-- Выбранный фрагмент --
Владимир Соловьев: Я глубоко убежден, что я – гений
Известный теле– и радиоведущий о собственном признании, принципах и любви к людям
– Только что в свет вышла ваша книга «Евангелие от Соловьева» (М.: Колибри, 2005). Расскажите, пожалуйста, как теле– и радиоведущий Владимир Соловьев стал писателем?
– Да он не стал писателем. Хотя вообще-то я писал всю жизнь, первые рассказы сочинил лет в 15–16, но никогда не считал нужным что-то публиковать. Человек же просто пишет, рассылает друзьям тексты по Интернету, они говорят «вау!» И в какой-то момент ты слышишь: «Так, хватит уже нам это рассылать, давай быстро публикуй».
– Значит, это друзья вас вывели в литературный свет?
– Конечно, в какой-то момент появляются люди и говорят: «Так, минуточку, молодой человек, у вас лицо продаваемое, а вы еще и текстики накропали? Ну-ка, ну-ка, давайте нам их сюда». И тут уже начинается бизнес. В основном для издателей, а не для меня. Книга с изображением любого телеведущего обязательно продастся определенным тиражом. Люди ведь вначале покупают обложку, а потом уже читают содержимое.
– Сколько времени ушло на эту книгу?
– Это небыстрая книжка, я писал ее в течение пяти лет. Начал еще до падения башен-близнецов, и придумал все очень давно, но писал урывками, писать-то мне некогда. Сейчас я уже знаю, как будет развиваться действие во второй книжке, которую я еще не закончил.
– Подождите, уже второй?
– Да, я ее сейчас пишу, она будет называться «Апокалипсис от Владимира». Это – продолжение с очень конкретным завершением.
– Книги с такими названиями трудно воспринимать совершенно серьезно. «Евангелие от Соловьева» – это роман-шутка, роман-игра?
– Скорее игра, вот как дети играют в машинки, солдатики, так и я играю с историческими персонажами в этой книге, с той реальностью, которая могла бы быть. Но вместе с тем я отношусь к книге очень серьезно.
– Книга выходит как раз между еврейским песахом и православной Пасхой – это тоже элемент игры?
– Это не ко мне. Я отдал книжку в издательство довольно давно. Если это и игра, то скорее Сережина (Сергей Пархоменко – главный редактор «КоЛибри». – М. К.). Но, наверное, так все и должно было получиться. Вообще в книге очень много лежащих на поверхности, но неочевидных смыслов. Например, почему возникает тема клонирования в связи с мессией? Потому что отцы Церкви считали, что антихрист придет в мир противоестественным способом. Почему о его приходе узнают по телевизору? Потому что весть об антихристе должна охватить весь мир практически единомоментно, как молния озаряет небосклон.

-- Перечень данных --
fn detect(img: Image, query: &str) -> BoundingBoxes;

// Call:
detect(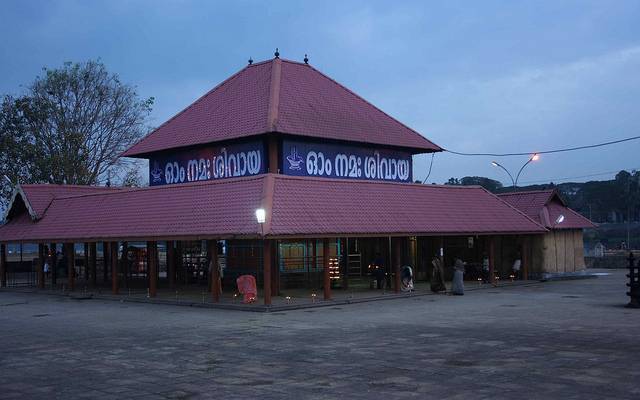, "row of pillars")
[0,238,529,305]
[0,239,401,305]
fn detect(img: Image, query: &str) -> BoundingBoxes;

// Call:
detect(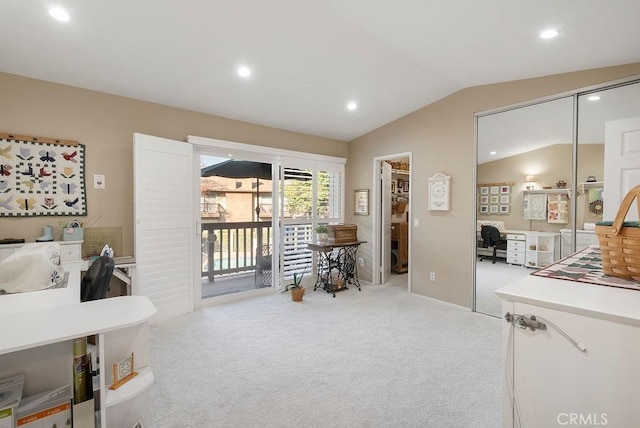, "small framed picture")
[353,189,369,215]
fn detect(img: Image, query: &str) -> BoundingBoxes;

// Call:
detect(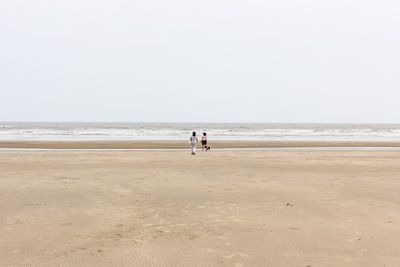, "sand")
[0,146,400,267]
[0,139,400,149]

==

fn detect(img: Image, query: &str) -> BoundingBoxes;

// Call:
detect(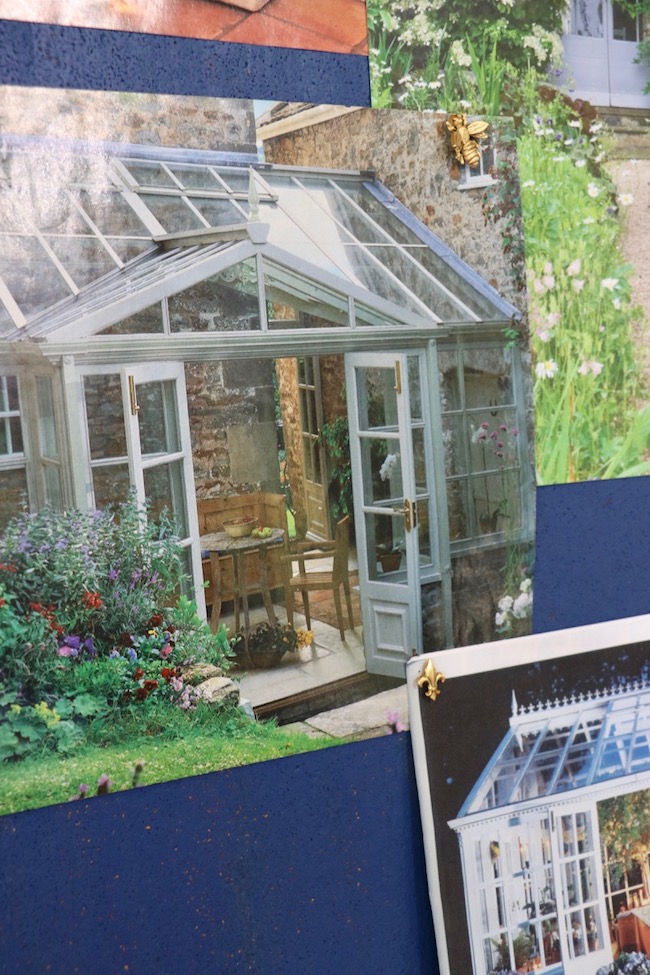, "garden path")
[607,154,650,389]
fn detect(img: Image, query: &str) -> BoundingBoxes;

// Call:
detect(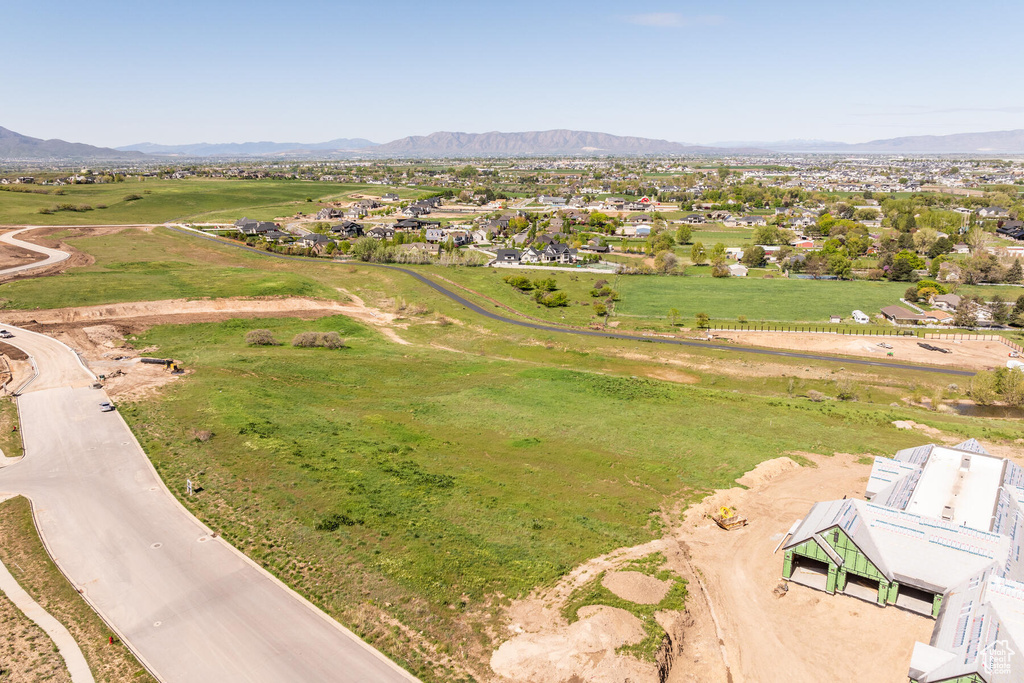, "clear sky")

-- Постановка задачи --
Сократите абзац интервью, который начинается словами «Это небыстрая книжка», и сохраните его основные факты.

-- Результат выполнения --
Соловьев писал книгу пять лет, урывками, потому что писать ему некогда. Начал он еще до падения башен-близнецов, а замысел придумал очень давно. Сейчас он уже знает, как будет развиваться действие во второй книжке, которая пока не закончена.